#### What the task asks:
Rewrite the entries with "red" swapped for "blue", leaving everything else as it is.

Rows from a pointing dataset:
****

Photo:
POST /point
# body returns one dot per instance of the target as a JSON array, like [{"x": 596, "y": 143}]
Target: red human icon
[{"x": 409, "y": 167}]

****

#### Answer for this exercise:
Photo:
POST /point
# body returns one dot per instance of the target as a JSON array, like [{"x": 596, "y": 143}]
Target: blue human icon
[{"x": 409, "y": 167}]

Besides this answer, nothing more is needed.